GOAL OF THE EXERCISE:
Retype the tail of the data exactly, starting at the line containing "Objective: one point per instance of the player's dark" and stopping at the last line.
· · · · ·
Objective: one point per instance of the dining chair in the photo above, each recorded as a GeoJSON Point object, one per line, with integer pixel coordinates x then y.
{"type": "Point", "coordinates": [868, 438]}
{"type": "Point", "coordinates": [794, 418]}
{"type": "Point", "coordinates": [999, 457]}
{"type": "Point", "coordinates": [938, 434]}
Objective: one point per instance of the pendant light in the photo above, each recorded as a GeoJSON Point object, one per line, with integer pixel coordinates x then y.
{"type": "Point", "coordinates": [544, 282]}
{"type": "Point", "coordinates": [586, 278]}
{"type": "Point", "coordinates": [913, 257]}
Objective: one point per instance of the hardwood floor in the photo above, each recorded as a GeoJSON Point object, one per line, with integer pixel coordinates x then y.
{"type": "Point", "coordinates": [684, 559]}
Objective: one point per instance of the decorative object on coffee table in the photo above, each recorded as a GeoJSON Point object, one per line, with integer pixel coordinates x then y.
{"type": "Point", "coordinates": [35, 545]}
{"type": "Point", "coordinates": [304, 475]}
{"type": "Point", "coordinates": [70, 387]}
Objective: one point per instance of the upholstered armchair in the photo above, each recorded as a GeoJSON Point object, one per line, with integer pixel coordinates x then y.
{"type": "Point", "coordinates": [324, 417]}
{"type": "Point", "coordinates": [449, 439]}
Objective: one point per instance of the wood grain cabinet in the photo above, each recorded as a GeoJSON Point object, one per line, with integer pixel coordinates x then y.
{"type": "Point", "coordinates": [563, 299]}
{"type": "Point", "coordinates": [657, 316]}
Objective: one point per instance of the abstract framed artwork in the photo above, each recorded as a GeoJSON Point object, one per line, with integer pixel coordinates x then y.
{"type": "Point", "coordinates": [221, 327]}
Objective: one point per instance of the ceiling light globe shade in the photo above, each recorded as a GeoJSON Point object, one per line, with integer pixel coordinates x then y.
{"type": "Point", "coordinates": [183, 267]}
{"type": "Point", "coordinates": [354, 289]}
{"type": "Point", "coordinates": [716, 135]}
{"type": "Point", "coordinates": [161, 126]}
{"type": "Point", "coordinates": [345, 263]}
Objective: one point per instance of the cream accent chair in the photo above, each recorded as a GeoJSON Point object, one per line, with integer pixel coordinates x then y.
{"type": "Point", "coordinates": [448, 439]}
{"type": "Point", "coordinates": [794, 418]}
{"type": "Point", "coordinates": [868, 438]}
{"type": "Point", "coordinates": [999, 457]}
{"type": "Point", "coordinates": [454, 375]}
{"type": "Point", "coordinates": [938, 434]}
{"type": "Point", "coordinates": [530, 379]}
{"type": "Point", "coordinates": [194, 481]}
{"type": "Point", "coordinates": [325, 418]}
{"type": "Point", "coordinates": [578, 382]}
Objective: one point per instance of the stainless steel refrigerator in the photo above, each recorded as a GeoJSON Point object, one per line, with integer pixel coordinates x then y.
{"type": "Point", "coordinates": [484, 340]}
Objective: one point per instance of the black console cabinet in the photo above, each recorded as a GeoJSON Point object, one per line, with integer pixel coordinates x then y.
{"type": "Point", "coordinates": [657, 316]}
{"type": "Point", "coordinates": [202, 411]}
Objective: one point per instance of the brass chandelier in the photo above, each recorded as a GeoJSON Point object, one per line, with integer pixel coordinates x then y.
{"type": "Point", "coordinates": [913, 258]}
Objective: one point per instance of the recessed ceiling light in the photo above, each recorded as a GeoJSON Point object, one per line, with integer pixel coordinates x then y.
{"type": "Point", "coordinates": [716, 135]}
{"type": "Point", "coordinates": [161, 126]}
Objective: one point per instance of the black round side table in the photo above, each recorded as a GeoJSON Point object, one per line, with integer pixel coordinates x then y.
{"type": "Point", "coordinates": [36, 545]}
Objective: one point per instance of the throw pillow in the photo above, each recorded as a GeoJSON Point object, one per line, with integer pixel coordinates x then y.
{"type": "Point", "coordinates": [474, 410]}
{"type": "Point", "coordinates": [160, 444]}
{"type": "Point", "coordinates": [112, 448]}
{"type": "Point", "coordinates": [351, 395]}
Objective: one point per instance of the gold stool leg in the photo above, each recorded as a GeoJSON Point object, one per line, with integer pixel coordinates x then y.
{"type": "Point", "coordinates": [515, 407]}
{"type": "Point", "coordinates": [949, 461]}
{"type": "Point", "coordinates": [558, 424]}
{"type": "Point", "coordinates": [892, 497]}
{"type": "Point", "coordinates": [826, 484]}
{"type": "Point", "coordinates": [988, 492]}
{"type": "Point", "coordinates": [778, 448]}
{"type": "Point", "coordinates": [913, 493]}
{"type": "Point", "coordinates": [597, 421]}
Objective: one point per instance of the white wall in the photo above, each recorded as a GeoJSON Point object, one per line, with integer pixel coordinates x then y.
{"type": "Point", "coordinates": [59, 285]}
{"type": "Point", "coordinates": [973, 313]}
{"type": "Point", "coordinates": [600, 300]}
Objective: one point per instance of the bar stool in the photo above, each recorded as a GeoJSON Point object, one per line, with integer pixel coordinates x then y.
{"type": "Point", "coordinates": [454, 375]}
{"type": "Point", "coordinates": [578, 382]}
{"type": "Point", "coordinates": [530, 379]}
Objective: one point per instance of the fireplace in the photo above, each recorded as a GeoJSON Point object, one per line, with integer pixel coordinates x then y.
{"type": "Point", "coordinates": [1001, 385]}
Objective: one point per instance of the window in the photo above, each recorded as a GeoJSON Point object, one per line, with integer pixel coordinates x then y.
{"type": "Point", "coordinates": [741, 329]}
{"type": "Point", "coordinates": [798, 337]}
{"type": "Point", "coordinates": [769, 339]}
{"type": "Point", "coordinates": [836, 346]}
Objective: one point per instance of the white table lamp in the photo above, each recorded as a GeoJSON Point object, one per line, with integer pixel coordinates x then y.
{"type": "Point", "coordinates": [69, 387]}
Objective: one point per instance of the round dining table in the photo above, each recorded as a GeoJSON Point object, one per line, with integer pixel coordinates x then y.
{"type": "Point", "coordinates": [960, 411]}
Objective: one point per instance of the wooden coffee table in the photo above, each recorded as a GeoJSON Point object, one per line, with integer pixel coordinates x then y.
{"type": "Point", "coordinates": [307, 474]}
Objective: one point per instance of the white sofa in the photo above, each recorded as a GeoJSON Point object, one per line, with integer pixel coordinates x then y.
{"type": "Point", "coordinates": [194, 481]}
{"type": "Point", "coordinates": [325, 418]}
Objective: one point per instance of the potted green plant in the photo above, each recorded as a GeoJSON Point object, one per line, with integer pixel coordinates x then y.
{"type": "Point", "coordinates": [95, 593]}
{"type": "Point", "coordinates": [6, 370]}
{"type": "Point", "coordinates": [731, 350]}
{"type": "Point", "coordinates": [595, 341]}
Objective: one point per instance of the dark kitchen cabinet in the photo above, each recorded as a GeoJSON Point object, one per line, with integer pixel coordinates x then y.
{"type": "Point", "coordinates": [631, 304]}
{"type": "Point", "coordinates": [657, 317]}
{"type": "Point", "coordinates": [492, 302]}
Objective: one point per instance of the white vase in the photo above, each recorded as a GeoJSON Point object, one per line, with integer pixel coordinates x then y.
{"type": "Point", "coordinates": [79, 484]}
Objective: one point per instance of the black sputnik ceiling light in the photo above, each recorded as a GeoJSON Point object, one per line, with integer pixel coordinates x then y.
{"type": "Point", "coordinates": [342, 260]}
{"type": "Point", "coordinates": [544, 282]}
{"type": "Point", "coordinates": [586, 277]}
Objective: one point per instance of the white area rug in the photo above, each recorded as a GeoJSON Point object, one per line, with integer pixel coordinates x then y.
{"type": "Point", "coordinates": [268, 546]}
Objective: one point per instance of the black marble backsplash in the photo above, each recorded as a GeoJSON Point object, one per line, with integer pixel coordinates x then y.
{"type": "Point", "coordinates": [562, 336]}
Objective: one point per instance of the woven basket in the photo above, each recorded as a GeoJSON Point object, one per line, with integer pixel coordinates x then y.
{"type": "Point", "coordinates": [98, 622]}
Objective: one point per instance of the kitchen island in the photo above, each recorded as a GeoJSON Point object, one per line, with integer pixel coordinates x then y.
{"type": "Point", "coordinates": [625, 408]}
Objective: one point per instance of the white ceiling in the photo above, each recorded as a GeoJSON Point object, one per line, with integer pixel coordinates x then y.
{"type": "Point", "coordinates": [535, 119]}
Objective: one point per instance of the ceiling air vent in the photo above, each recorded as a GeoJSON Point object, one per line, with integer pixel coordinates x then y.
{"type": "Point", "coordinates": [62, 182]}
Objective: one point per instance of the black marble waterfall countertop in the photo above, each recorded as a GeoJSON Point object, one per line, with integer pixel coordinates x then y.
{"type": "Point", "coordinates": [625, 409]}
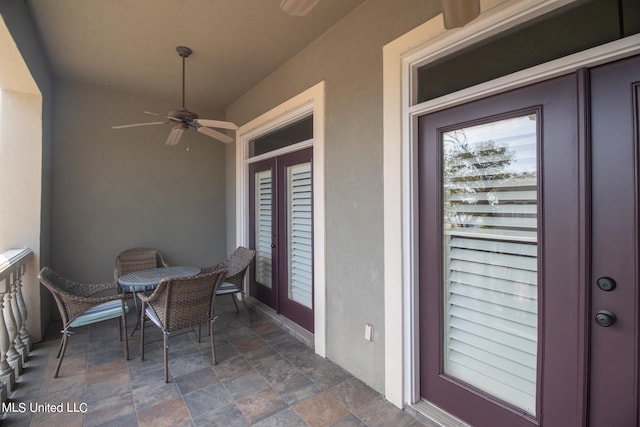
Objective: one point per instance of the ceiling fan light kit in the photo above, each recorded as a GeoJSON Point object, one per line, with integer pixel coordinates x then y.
{"type": "Point", "coordinates": [183, 119]}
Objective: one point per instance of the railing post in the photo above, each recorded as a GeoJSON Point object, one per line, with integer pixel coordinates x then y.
{"type": "Point", "coordinates": [22, 307]}
{"type": "Point", "coordinates": [17, 317]}
{"type": "Point", "coordinates": [14, 341]}
{"type": "Point", "coordinates": [13, 357]}
{"type": "Point", "coordinates": [7, 375]}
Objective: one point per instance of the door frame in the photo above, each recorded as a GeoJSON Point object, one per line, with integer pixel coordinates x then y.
{"type": "Point", "coordinates": [308, 102]}
{"type": "Point", "coordinates": [401, 59]}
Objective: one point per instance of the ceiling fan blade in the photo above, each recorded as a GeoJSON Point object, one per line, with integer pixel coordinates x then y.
{"type": "Point", "coordinates": [138, 124]}
{"type": "Point", "coordinates": [174, 136]}
{"type": "Point", "coordinates": [216, 124]}
{"type": "Point", "coordinates": [215, 134]}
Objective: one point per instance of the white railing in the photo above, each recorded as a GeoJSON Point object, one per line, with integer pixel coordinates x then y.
{"type": "Point", "coordinates": [15, 342]}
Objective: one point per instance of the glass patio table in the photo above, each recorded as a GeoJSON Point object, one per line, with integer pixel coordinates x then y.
{"type": "Point", "coordinates": [148, 280]}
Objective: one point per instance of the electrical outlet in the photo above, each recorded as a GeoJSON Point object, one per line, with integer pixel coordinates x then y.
{"type": "Point", "coordinates": [368, 332]}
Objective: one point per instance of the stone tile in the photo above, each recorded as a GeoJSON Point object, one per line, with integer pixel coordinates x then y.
{"type": "Point", "coordinates": [353, 393]}
{"type": "Point", "coordinates": [263, 356]}
{"type": "Point", "coordinates": [320, 410]}
{"type": "Point", "coordinates": [73, 365]}
{"type": "Point", "coordinates": [287, 417]}
{"type": "Point", "coordinates": [276, 337]}
{"type": "Point", "coordinates": [109, 353]}
{"type": "Point", "coordinates": [224, 351]}
{"type": "Point", "coordinates": [207, 399]}
{"type": "Point", "coordinates": [296, 389]}
{"type": "Point", "coordinates": [107, 370]}
{"type": "Point", "coordinates": [169, 413]}
{"type": "Point", "coordinates": [226, 416]}
{"type": "Point", "coordinates": [67, 398]}
{"type": "Point", "coordinates": [293, 348]}
{"type": "Point", "coordinates": [349, 421]}
{"type": "Point", "coordinates": [64, 419]}
{"type": "Point", "coordinates": [264, 327]}
{"type": "Point", "coordinates": [327, 374]}
{"type": "Point", "coordinates": [111, 386]}
{"type": "Point", "coordinates": [279, 371]}
{"type": "Point", "coordinates": [118, 406]}
{"type": "Point", "coordinates": [196, 380]}
{"type": "Point", "coordinates": [151, 374]}
{"type": "Point", "coordinates": [124, 420]}
{"type": "Point", "coordinates": [231, 368]}
{"type": "Point", "coordinates": [154, 394]}
{"type": "Point", "coordinates": [249, 344]}
{"type": "Point", "coordinates": [381, 413]}
{"type": "Point", "coordinates": [186, 364]}
{"type": "Point", "coordinates": [261, 405]}
{"type": "Point", "coordinates": [246, 385]}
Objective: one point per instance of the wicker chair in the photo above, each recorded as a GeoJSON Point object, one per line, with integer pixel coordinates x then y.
{"type": "Point", "coordinates": [80, 304]}
{"type": "Point", "coordinates": [180, 303]}
{"type": "Point", "coordinates": [236, 266]}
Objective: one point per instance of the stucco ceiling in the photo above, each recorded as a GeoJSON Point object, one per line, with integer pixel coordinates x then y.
{"type": "Point", "coordinates": [129, 45]}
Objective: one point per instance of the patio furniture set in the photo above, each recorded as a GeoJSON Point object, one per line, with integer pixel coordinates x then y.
{"type": "Point", "coordinates": [173, 298]}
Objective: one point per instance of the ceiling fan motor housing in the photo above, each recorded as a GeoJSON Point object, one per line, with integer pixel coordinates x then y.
{"type": "Point", "coordinates": [182, 115]}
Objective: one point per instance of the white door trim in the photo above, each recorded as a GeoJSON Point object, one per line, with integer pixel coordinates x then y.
{"type": "Point", "coordinates": [401, 59]}
{"type": "Point", "coordinates": [311, 101]}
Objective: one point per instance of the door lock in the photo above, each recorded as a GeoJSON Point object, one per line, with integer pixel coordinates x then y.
{"type": "Point", "coordinates": [606, 283]}
{"type": "Point", "coordinates": [605, 318]}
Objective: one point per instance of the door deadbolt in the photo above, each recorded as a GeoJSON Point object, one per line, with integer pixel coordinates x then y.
{"type": "Point", "coordinates": [606, 283]}
{"type": "Point", "coordinates": [605, 318]}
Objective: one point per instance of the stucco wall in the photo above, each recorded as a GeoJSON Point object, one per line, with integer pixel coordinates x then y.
{"type": "Point", "coordinates": [115, 189]}
{"type": "Point", "coordinates": [349, 58]}
{"type": "Point", "coordinates": [36, 123]}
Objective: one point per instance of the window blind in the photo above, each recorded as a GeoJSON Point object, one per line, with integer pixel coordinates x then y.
{"type": "Point", "coordinates": [263, 226]}
{"type": "Point", "coordinates": [300, 244]}
{"type": "Point", "coordinates": [490, 258]}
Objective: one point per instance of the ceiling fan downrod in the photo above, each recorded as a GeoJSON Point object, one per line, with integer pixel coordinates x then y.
{"type": "Point", "coordinates": [184, 53]}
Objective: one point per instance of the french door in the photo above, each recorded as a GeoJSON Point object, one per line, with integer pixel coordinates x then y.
{"type": "Point", "coordinates": [281, 231]}
{"type": "Point", "coordinates": [528, 253]}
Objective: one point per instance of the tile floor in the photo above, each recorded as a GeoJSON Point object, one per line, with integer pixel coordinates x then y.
{"type": "Point", "coordinates": [264, 377]}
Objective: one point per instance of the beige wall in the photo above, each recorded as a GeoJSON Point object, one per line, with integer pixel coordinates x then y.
{"type": "Point", "coordinates": [26, 82]}
{"type": "Point", "coordinates": [115, 189]}
{"type": "Point", "coordinates": [349, 58]}
{"type": "Point", "coordinates": [20, 181]}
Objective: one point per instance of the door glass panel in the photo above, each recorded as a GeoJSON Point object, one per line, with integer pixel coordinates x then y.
{"type": "Point", "coordinates": [263, 226]}
{"type": "Point", "coordinates": [299, 237]}
{"type": "Point", "coordinates": [490, 258]}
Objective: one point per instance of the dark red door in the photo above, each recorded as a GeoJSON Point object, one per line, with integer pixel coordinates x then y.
{"type": "Point", "coordinates": [614, 349]}
{"type": "Point", "coordinates": [281, 231]}
{"type": "Point", "coordinates": [528, 228]}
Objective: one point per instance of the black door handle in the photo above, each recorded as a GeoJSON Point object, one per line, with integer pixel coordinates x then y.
{"type": "Point", "coordinates": [605, 318]}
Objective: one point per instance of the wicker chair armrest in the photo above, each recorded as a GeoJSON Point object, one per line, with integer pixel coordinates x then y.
{"type": "Point", "coordinates": [214, 268]}
{"type": "Point", "coordinates": [92, 300]}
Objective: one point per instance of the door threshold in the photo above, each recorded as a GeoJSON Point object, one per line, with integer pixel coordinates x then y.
{"type": "Point", "coordinates": [431, 415]}
{"type": "Point", "coordinates": [295, 330]}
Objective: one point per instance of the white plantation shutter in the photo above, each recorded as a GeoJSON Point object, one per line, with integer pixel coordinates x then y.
{"type": "Point", "coordinates": [263, 226]}
{"type": "Point", "coordinates": [490, 259]}
{"type": "Point", "coordinates": [300, 244]}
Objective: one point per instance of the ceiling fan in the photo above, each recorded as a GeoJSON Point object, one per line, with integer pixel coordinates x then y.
{"type": "Point", "coordinates": [184, 119]}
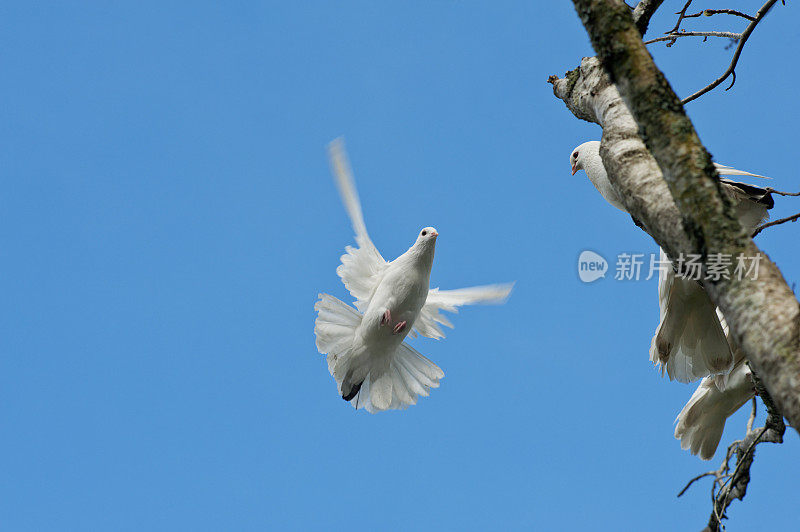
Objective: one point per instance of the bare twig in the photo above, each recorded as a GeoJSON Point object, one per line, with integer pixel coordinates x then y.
{"type": "Point", "coordinates": [779, 193]}
{"type": "Point", "coordinates": [761, 227]}
{"type": "Point", "coordinates": [698, 477]}
{"type": "Point", "coordinates": [681, 14]}
{"type": "Point", "coordinates": [673, 36]}
{"type": "Point", "coordinates": [709, 12]}
{"type": "Point", "coordinates": [727, 485]}
{"type": "Point", "coordinates": [730, 70]}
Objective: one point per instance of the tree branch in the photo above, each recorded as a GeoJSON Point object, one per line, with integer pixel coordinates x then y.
{"type": "Point", "coordinates": [732, 67]}
{"type": "Point", "coordinates": [674, 36]}
{"type": "Point", "coordinates": [727, 485]}
{"type": "Point", "coordinates": [761, 227]}
{"type": "Point", "coordinates": [644, 12]}
{"type": "Point", "coordinates": [709, 12]}
{"type": "Point", "coordinates": [678, 198]}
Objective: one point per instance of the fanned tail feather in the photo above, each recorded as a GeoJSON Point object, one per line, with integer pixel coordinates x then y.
{"type": "Point", "coordinates": [689, 342]}
{"type": "Point", "coordinates": [374, 383]}
{"type": "Point", "coordinates": [702, 421]}
{"type": "Point", "coordinates": [398, 384]}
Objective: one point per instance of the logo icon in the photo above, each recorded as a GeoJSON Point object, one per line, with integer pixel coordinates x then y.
{"type": "Point", "coordinates": [591, 266]}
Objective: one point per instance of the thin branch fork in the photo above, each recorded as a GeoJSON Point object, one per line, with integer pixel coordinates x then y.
{"type": "Point", "coordinates": [729, 486]}
{"type": "Point", "coordinates": [732, 67]}
{"type": "Point", "coordinates": [674, 36]}
{"type": "Point", "coordinates": [710, 12]}
{"type": "Point", "coordinates": [643, 12]}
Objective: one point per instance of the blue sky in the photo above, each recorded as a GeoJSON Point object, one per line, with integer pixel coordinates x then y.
{"type": "Point", "coordinates": [169, 218]}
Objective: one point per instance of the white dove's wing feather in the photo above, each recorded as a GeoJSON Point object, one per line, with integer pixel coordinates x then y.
{"type": "Point", "coordinates": [362, 267]}
{"type": "Point", "coordinates": [723, 169]}
{"type": "Point", "coordinates": [429, 319]}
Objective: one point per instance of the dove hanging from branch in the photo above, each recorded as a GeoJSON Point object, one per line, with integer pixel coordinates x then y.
{"type": "Point", "coordinates": [689, 343]}
{"type": "Point", "coordinates": [700, 423]}
{"type": "Point", "coordinates": [373, 367]}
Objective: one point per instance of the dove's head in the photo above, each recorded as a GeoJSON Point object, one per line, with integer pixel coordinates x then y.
{"type": "Point", "coordinates": [427, 236]}
{"type": "Point", "coordinates": [587, 151]}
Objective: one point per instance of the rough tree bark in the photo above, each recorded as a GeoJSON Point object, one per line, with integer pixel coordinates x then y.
{"type": "Point", "coordinates": [656, 160]}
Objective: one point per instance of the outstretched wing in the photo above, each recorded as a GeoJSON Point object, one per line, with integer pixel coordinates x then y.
{"type": "Point", "coordinates": [429, 319]}
{"type": "Point", "coordinates": [363, 267]}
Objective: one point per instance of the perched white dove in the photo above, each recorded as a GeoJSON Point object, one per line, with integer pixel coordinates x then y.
{"type": "Point", "coordinates": [689, 343]}
{"type": "Point", "coordinates": [700, 424]}
{"type": "Point", "coordinates": [373, 368]}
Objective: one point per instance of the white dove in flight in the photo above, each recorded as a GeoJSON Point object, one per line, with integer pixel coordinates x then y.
{"type": "Point", "coordinates": [372, 366]}
{"type": "Point", "coordinates": [689, 343]}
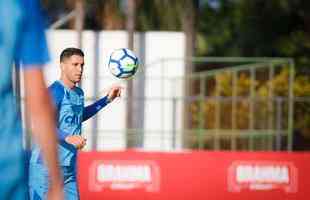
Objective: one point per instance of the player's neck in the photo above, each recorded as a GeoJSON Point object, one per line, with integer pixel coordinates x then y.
{"type": "Point", "coordinates": [67, 83]}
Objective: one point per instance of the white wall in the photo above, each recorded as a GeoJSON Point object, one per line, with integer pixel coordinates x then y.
{"type": "Point", "coordinates": [154, 46]}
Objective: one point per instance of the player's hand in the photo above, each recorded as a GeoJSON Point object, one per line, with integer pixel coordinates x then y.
{"type": "Point", "coordinates": [55, 192]}
{"type": "Point", "coordinates": [114, 91]}
{"type": "Point", "coordinates": [76, 140]}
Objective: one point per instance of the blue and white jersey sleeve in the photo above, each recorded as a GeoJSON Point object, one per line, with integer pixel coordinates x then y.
{"type": "Point", "coordinates": [31, 49]}
{"type": "Point", "coordinates": [92, 109]}
{"type": "Point", "coordinates": [57, 93]}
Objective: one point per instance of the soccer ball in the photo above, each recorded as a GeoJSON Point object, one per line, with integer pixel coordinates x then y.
{"type": "Point", "coordinates": [123, 63]}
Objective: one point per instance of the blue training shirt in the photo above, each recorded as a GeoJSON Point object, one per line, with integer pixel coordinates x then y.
{"type": "Point", "coordinates": [70, 111]}
{"type": "Point", "coordinates": [22, 39]}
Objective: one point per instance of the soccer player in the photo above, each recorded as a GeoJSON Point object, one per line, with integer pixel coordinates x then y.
{"type": "Point", "coordinates": [22, 40]}
{"type": "Point", "coordinates": [69, 102]}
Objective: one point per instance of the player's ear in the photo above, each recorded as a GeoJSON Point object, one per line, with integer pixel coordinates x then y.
{"type": "Point", "coordinates": [62, 66]}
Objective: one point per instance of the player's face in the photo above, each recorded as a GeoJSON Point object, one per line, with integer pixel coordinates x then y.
{"type": "Point", "coordinates": [72, 68]}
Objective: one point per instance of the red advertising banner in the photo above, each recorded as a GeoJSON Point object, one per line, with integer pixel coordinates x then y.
{"type": "Point", "coordinates": [194, 175]}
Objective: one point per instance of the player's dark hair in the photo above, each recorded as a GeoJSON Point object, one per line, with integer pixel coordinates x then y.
{"type": "Point", "coordinates": [68, 52]}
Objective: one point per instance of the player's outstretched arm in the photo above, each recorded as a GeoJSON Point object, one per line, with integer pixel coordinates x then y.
{"type": "Point", "coordinates": [41, 112]}
{"type": "Point", "coordinates": [91, 110]}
· · · · ·
CORRECT RESULT:
Objective: one point per instance of the player's dark hair in the photo above, each recorded as a GeoJSON Point object, one per line, with integer pixel coordinates x then y.
{"type": "Point", "coordinates": [68, 52]}
Objective: one point per instance of the player's outstretched arm in the photo above, each recorded as a GeoJSON Point object, one per line, with integer pixel coordinates x then y.
{"type": "Point", "coordinates": [41, 112]}
{"type": "Point", "coordinates": [91, 110]}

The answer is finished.